-- BEGIN --

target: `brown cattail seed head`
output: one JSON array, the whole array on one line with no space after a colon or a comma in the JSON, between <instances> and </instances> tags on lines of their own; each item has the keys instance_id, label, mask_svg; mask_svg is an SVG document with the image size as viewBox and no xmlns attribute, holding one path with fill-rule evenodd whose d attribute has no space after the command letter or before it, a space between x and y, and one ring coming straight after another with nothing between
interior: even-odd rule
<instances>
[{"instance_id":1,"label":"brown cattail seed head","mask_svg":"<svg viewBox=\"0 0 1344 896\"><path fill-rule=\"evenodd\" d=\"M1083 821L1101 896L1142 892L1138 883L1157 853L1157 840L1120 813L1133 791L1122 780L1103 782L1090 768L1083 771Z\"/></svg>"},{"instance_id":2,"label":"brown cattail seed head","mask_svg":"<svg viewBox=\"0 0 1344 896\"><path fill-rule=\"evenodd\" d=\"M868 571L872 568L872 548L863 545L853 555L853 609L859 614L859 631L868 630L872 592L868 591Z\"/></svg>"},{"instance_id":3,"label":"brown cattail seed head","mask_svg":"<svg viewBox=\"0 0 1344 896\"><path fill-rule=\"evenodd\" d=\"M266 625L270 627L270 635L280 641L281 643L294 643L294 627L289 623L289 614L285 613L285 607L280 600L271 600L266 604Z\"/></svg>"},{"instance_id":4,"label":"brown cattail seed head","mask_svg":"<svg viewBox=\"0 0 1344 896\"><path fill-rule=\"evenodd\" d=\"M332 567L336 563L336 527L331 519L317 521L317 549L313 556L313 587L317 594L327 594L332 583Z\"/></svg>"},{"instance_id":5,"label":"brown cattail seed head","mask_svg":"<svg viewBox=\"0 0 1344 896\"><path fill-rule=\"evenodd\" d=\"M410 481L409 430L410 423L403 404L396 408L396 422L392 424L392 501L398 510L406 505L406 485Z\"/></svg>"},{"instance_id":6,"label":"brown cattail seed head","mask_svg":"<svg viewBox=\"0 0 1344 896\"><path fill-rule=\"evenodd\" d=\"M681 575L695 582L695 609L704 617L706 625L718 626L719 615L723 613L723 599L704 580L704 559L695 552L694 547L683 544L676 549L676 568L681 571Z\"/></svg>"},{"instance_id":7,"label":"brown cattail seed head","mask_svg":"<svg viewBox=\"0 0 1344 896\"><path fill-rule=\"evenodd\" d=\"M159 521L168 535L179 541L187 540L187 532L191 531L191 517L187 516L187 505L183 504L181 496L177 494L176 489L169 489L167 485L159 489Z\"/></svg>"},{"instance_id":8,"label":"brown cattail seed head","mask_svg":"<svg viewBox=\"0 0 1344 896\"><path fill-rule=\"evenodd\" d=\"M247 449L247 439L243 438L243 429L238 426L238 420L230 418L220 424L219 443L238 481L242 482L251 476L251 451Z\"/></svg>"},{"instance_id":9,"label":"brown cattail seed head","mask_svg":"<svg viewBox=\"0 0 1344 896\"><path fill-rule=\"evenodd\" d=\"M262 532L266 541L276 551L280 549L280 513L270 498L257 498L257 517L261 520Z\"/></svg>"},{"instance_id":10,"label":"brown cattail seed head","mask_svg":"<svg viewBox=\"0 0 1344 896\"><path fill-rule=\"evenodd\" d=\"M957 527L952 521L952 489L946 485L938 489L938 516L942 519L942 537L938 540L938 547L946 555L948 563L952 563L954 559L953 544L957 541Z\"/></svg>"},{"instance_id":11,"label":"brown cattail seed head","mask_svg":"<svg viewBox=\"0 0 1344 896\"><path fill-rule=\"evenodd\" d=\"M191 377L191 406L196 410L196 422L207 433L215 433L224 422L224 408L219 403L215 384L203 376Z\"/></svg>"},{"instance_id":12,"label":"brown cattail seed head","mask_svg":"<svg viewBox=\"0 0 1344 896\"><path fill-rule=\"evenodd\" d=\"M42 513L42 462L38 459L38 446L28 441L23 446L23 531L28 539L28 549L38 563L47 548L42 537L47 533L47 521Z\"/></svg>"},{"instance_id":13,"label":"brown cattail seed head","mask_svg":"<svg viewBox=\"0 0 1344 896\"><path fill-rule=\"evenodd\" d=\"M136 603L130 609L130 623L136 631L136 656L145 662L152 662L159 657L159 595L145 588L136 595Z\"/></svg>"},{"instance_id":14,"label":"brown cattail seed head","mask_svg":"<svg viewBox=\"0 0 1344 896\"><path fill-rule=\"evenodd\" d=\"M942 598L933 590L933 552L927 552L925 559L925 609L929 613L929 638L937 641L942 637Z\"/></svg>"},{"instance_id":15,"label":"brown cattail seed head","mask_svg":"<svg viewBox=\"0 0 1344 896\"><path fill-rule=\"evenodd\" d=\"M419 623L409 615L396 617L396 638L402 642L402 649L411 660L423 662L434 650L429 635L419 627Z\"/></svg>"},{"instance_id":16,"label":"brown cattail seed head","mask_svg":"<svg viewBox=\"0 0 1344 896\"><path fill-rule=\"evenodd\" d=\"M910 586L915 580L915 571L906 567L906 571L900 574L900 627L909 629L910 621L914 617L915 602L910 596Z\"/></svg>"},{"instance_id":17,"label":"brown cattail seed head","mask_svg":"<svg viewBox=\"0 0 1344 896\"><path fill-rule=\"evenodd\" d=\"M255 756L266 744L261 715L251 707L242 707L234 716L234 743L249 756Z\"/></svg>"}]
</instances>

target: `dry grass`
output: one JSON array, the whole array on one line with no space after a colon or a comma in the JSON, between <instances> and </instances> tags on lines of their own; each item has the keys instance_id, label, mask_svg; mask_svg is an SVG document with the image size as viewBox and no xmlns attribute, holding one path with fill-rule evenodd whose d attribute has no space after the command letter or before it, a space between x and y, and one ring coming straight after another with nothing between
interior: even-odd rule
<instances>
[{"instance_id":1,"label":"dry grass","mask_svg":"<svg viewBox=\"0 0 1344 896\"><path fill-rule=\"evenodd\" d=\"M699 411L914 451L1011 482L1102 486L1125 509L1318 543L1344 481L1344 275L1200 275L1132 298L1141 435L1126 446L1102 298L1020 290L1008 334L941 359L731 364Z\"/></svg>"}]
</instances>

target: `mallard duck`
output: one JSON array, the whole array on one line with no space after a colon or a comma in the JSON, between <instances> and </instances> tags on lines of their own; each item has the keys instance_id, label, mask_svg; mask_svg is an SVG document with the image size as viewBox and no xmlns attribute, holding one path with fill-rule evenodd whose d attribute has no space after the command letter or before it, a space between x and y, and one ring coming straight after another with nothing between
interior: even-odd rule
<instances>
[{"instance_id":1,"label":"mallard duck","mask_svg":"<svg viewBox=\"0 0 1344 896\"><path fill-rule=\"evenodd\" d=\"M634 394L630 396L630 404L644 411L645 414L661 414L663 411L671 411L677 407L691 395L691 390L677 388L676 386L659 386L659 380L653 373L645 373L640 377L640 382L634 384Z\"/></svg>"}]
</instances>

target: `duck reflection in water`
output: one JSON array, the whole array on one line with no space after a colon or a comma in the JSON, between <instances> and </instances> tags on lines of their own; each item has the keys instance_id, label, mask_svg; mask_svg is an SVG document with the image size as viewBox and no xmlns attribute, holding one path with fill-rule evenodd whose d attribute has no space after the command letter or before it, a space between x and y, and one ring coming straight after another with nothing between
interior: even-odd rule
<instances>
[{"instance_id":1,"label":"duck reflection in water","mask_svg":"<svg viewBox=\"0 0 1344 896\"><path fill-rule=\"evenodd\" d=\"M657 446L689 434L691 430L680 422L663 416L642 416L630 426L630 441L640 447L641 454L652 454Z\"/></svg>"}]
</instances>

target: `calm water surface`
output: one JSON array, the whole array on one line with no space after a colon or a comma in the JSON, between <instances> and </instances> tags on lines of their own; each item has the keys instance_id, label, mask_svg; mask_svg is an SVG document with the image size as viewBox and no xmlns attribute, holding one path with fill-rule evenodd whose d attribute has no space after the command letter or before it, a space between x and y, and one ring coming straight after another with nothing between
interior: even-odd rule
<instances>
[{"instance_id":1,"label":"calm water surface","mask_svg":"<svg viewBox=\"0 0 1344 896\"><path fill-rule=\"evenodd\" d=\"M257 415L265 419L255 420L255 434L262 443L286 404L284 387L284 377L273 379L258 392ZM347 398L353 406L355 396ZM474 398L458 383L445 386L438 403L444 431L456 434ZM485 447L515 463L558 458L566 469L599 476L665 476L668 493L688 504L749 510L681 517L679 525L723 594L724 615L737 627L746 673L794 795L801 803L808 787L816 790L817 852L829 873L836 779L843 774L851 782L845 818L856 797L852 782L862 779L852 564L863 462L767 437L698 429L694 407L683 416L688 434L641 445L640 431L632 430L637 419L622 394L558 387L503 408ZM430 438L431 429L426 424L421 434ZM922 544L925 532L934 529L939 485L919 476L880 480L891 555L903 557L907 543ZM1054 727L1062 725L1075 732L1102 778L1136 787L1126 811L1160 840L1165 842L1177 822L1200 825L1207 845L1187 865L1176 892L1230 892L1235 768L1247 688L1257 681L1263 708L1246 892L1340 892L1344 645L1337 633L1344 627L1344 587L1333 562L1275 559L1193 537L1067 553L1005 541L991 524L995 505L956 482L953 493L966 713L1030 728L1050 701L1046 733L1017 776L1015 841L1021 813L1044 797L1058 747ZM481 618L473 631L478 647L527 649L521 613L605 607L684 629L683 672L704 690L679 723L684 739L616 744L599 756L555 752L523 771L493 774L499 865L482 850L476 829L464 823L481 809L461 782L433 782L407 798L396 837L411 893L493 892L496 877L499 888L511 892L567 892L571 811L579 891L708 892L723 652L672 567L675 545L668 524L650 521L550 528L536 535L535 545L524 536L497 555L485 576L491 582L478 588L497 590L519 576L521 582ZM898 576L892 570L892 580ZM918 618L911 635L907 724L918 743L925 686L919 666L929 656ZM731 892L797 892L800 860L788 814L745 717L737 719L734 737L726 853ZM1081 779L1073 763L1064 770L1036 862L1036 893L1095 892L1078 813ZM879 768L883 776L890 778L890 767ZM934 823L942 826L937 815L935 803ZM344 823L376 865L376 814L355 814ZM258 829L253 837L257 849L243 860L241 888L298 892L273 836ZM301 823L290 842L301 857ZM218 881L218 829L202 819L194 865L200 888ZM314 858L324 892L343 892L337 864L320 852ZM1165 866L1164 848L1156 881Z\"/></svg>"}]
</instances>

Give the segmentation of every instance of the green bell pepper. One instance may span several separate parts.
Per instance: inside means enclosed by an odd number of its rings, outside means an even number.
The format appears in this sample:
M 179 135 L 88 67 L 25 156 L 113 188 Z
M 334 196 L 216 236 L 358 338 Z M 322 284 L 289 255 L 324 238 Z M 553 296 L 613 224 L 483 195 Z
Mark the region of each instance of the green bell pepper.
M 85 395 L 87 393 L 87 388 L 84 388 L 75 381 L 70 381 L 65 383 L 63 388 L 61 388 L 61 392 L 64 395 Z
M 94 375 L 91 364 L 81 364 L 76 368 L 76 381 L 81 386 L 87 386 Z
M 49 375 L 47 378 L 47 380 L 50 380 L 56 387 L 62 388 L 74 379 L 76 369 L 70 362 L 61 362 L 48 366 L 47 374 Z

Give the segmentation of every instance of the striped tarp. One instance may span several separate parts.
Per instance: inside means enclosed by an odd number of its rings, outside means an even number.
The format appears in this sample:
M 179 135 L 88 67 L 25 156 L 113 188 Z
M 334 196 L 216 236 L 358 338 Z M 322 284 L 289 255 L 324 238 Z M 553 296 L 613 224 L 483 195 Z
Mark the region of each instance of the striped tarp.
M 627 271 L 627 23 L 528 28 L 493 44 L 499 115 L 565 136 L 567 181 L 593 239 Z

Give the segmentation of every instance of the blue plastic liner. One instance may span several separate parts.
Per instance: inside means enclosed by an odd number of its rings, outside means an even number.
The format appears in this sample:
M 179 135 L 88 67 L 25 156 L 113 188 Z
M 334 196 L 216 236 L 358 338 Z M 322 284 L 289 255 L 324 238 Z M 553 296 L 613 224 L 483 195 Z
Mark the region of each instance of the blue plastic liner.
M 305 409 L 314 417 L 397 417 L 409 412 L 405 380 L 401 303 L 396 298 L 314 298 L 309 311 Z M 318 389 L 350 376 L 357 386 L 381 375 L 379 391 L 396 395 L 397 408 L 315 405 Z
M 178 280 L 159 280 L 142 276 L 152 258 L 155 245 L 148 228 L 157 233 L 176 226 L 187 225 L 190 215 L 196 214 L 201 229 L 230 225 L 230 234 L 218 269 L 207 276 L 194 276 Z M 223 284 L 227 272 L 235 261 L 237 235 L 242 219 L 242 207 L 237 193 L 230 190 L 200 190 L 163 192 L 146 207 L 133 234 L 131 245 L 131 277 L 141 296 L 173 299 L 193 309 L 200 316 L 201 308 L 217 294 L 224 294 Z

-- END --

◆ Requirements ◆
Copy out the lines from the line containing "Give the segmentation of every instance of the striped" through the line containing "M 627 271 L", reproducing them character for character.

◆ Full answer ◆
Give the segmentation of every instance of the striped tarp. One instance may span several separate parts.
Per instance: inside means enclosed by an odd number of its rings, outside means an even number.
The format appears in this sample:
M 179 135 L 88 67 L 25 156 L 113 188 Z
M 334 196 L 216 236 L 358 338 Z M 322 284 L 289 255 L 324 238 Z M 553 296 L 613 224 L 483 195 Z
Mark the region of each instance of the striped tarp.
M 627 271 L 627 23 L 528 28 L 493 44 L 499 115 L 565 136 L 567 181 L 593 239 Z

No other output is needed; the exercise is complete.